== Task goal ==
Switch "point out" to "indicate" everywhere it occurs in the rows below. Give the rows back with nothing else changed and the pictures left out.

⟨

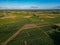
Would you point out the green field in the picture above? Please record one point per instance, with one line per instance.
(33, 27)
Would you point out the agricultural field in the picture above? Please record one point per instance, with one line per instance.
(29, 27)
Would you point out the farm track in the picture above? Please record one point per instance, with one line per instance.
(27, 26)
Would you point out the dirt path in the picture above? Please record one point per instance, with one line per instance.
(27, 26)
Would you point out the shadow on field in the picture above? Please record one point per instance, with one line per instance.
(56, 37)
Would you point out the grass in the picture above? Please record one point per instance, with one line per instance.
(37, 36)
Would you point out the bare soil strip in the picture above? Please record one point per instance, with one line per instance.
(27, 26)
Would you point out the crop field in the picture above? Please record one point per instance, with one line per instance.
(29, 27)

⟩

== Written response ==
Would you indicate the green field in the picture above? Please record one point per instance, with one line per instance.
(33, 27)
Would you indicate the agricultural field in the picture above? Please record one point per instance, with one line per instance.
(29, 27)
Would you indicate the farm track in the picture above? Please record one point per instance, with one line per instance.
(27, 26)
Would you indicate the dirt path in the picture above? Please record one point per instance, with one line per instance.
(27, 26)
Would you indicate the shadow on field in the picture above? Please record one point per instance, with one line per instance.
(56, 37)
Would you indicate the grass in the picture above? Please record one point per instance, with one line per instance.
(37, 36)
Would you indicate the bare soil strip in the picture above? Please record one point per instance, with one line per instance.
(27, 26)
Would you indicate the crop field in the picture above? Please record one point per instance, with one line per instance.
(29, 27)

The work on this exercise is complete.